- [Data to use]:
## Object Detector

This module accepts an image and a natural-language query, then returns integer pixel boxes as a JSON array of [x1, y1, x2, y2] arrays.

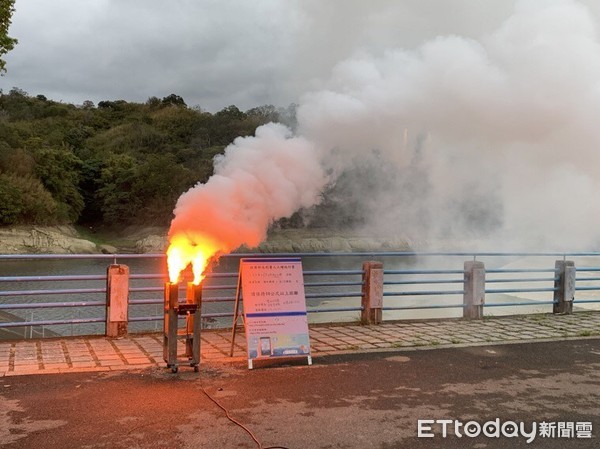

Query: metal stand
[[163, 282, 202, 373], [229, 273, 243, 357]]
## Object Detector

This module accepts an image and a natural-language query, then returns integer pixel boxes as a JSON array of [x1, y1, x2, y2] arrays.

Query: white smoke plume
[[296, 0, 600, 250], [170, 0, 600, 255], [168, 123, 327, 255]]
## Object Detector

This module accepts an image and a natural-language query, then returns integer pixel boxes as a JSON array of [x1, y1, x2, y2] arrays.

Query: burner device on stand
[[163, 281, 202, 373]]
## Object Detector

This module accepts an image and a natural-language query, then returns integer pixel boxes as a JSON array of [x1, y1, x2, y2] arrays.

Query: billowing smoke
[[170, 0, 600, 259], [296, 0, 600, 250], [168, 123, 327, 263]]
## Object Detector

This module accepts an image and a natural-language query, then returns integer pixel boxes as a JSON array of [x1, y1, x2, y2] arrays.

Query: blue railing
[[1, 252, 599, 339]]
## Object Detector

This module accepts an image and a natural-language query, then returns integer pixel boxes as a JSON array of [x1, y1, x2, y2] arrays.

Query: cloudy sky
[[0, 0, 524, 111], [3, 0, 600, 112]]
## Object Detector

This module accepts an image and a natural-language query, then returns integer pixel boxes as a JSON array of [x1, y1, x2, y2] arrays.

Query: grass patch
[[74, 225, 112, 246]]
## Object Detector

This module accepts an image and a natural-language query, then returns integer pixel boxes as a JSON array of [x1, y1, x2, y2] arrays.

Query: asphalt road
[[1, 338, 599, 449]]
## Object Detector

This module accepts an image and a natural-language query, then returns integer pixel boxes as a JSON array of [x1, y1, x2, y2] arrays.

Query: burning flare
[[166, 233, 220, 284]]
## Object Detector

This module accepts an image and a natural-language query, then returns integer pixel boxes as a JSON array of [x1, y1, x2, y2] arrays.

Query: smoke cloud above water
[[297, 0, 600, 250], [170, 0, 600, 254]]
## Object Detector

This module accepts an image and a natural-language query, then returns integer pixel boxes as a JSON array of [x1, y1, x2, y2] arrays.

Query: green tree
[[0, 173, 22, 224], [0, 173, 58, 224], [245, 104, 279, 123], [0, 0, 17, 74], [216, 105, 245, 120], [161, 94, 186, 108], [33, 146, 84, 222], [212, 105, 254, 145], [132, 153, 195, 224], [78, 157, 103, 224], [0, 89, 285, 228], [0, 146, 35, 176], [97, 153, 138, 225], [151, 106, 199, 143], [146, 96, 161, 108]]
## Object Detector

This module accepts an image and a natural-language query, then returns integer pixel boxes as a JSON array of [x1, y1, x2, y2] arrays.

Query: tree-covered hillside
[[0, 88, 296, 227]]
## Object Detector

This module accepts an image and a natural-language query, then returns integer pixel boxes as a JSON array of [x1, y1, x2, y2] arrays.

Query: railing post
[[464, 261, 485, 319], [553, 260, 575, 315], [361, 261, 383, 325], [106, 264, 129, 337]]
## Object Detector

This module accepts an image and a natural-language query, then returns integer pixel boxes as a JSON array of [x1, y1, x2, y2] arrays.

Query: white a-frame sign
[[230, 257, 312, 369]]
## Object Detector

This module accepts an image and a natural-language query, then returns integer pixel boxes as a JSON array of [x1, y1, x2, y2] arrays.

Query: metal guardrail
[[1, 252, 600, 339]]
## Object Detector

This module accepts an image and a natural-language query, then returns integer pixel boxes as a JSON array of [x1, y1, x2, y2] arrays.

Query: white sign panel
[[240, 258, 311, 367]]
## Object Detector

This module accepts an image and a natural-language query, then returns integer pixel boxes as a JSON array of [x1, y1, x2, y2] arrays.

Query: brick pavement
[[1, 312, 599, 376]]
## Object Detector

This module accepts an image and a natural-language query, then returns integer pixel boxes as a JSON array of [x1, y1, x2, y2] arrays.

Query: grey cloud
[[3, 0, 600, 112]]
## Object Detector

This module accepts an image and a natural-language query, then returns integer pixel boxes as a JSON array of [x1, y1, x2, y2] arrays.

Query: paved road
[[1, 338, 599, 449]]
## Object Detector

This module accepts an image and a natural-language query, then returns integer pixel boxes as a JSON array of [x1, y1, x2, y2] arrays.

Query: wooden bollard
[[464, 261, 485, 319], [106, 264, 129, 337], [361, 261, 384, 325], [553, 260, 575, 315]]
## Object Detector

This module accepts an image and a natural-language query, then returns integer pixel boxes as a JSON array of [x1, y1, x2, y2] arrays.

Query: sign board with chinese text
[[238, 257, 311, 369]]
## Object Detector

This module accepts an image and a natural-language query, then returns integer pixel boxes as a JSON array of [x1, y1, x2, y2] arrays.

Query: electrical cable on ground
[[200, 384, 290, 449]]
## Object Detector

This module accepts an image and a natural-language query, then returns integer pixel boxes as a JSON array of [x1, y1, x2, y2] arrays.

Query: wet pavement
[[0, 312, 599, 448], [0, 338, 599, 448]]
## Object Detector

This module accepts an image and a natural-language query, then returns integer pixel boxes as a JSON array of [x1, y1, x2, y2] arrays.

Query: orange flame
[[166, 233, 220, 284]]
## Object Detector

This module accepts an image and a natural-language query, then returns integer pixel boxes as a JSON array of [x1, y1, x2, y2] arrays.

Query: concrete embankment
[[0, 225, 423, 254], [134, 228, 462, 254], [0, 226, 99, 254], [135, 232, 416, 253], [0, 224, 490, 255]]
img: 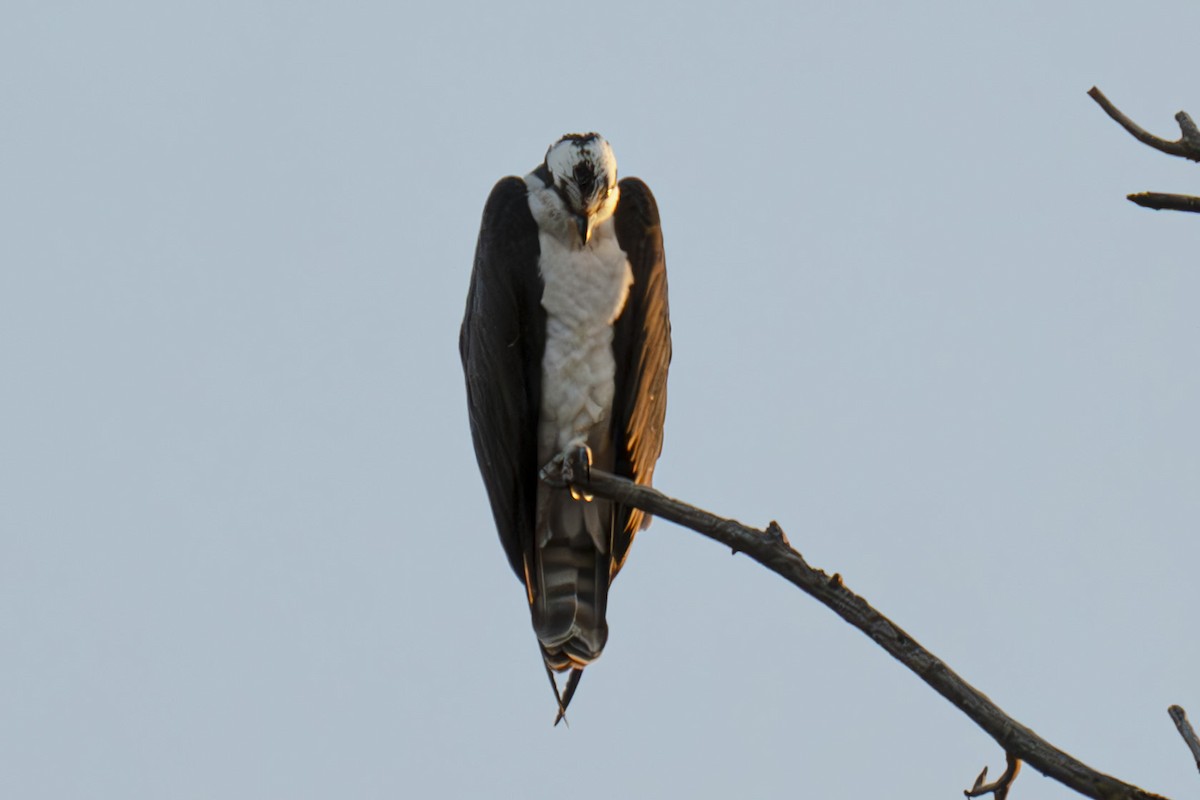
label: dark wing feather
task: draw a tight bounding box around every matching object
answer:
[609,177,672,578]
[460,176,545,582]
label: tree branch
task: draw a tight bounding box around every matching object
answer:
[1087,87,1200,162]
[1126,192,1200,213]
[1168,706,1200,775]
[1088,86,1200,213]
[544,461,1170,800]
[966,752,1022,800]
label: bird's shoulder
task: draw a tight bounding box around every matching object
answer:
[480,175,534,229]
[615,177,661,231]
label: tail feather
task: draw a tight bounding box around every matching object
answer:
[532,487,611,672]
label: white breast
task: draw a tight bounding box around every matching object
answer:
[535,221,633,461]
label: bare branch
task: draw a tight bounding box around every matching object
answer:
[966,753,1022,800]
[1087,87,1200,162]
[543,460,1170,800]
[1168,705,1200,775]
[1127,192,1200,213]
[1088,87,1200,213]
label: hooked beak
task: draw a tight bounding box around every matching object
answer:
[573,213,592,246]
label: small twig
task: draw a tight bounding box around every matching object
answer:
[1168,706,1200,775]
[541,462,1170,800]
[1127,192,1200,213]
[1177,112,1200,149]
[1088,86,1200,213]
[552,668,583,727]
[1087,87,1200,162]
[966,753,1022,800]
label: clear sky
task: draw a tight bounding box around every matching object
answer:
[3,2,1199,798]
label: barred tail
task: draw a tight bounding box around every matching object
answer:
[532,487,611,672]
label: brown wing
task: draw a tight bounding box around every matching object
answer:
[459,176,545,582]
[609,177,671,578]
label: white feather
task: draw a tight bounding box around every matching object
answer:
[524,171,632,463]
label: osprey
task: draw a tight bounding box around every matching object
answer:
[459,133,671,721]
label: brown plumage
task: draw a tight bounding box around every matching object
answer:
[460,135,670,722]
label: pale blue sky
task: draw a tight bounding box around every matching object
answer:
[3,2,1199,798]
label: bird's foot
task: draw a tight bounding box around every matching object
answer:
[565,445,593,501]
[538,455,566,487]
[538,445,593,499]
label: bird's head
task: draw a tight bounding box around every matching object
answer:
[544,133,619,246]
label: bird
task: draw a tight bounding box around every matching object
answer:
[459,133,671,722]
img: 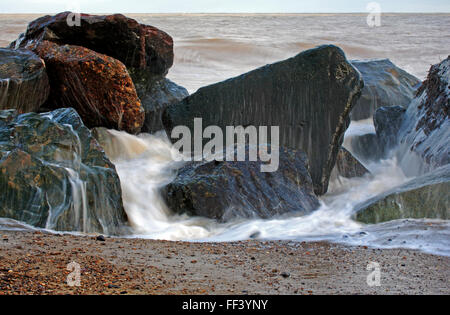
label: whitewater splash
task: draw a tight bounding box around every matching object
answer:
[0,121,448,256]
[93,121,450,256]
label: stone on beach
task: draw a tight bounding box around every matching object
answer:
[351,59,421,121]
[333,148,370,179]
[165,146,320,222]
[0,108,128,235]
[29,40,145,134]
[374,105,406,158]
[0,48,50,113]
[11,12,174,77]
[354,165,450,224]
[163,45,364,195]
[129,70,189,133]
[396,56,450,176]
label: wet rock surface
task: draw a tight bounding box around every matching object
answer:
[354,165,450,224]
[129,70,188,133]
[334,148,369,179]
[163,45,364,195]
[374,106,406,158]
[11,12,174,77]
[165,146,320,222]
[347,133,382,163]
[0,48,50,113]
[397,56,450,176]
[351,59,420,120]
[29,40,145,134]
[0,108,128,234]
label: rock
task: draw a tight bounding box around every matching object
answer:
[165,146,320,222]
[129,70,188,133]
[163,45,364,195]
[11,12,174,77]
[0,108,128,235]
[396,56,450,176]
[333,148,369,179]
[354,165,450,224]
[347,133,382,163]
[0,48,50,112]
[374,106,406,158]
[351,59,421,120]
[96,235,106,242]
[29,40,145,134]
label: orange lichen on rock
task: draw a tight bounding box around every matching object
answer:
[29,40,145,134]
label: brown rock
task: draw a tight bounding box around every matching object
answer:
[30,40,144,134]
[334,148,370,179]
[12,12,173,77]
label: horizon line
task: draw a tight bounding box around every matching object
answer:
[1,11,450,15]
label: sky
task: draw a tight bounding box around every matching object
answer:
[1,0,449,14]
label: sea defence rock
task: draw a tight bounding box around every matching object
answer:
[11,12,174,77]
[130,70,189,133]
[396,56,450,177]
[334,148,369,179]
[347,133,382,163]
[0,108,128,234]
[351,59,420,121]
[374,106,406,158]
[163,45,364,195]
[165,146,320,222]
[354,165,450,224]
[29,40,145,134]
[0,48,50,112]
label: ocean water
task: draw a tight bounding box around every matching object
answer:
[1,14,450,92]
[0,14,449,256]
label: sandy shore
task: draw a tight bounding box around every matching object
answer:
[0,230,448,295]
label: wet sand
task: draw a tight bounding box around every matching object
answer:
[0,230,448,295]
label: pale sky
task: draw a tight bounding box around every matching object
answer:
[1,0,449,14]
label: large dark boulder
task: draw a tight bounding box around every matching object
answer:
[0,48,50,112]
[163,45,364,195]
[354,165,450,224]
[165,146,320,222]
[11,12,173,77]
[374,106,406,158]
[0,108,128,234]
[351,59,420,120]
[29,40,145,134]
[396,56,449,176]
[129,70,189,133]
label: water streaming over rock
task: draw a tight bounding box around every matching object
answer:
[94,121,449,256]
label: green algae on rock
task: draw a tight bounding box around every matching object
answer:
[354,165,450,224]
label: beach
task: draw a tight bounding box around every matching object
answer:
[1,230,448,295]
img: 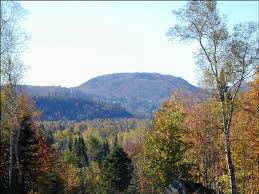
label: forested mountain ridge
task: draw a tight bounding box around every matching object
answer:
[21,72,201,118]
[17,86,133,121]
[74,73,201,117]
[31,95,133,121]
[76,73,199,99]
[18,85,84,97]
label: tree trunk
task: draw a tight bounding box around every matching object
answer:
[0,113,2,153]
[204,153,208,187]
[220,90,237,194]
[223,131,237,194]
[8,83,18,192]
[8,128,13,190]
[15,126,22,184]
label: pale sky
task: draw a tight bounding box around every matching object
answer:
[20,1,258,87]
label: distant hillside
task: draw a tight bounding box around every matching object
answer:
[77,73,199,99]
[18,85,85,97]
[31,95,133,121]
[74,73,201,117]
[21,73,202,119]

- [What you are asked to do]: In the listing above, which lines include the string "branch"? Return every one of them.

- [Solution below]:
label: tree branch
label: bare branch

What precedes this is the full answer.